■ Set exercise:
Answer these questions from the article on Royal Mail stamp prices.
(a) What is the current price of a first-class stamp?
(b) How much does Royal Mail lose on each stamped letter it delivers?
(c) In what year was the first-class stamp introduced?

■ Extracted text:
# # # # # # #

Stat of the day: 46p

The cost of a first-class stamp if price rises by Royal Mail go ahead.

by Elizabeth Anderson
Last Updated: 09 Oct 2013
The price of a first class stamp could take its biggest leap yet, if a 5p price increase goes ahead. At the moment, the price is set at 41p but could rise to 46p in an attempt to boost Royal Mail’s (admittedly dwindling) revenue by £380m a year. The postal service, which loses 6.4p for each stamped letter it delivers, says it needs the cash to tackle falling profits and to maintain the universal service, which means it delivers to all 28m UK addresses for the same price.  

While an extra 5p isn’t likely to break your bank balance, the announcement’s controversial because it’s the largest price hike since the first class stamp was introduced in 1968 - although the biggest rise in percentage terms was in 1981. Britain’s postal regulator Postcomm has dealt a further blow by saying it’s removing the cap on how much Royal Mail can charge for heavier parcels.

# # # # # # #

Items listed in a dataset
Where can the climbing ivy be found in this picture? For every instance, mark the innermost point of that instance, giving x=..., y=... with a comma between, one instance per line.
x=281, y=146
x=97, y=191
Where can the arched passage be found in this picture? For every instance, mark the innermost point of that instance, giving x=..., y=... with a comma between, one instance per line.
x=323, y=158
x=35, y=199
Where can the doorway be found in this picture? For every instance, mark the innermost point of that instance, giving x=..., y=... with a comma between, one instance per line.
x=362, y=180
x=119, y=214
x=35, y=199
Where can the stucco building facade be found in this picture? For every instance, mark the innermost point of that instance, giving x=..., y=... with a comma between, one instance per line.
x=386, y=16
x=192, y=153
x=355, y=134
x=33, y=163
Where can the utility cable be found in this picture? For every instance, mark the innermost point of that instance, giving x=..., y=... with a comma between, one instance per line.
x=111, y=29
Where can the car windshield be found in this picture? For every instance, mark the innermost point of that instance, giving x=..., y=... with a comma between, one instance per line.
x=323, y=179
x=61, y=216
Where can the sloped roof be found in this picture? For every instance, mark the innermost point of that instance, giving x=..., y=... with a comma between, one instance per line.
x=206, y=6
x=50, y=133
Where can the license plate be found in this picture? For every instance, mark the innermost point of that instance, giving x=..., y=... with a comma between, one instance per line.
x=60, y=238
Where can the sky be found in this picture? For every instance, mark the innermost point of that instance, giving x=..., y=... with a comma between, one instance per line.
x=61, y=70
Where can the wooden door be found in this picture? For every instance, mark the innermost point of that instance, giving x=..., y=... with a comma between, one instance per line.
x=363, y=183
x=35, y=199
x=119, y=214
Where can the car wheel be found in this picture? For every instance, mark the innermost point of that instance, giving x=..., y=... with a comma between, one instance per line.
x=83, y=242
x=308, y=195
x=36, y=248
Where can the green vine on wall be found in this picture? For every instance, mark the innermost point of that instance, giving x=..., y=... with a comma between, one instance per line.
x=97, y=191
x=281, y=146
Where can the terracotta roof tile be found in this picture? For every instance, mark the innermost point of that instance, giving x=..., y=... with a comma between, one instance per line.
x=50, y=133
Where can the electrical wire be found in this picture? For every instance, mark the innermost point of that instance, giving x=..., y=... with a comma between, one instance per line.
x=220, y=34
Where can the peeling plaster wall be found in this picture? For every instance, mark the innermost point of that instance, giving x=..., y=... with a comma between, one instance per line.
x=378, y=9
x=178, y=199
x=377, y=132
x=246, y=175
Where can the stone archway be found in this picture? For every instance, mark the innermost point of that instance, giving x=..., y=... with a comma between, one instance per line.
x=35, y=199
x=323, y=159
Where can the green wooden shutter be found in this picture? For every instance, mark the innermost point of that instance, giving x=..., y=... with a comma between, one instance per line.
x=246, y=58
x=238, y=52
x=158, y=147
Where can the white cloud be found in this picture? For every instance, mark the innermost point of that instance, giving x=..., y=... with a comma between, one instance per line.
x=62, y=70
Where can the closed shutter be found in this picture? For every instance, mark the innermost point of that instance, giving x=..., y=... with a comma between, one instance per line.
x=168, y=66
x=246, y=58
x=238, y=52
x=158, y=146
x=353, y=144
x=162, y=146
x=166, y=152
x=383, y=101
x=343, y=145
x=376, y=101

# # # # # # #

■ The solution:
(a) 41p
(b) 6.4p
(c) 1968